* SET EXERCISE
Quote each of the items below verbatim, without altering any character.

Dataset excerpts on object pointing
▼

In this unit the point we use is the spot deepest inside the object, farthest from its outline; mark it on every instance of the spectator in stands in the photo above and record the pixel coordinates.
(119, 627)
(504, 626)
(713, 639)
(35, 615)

▲

* TASK RESULT
In this unit the point we use is the spot deepest inside the object, farthest from its outline; mark it on every instance of the spectator in stands in the photo above and record the pixel coordinates.
(119, 627)
(504, 626)
(713, 639)
(35, 615)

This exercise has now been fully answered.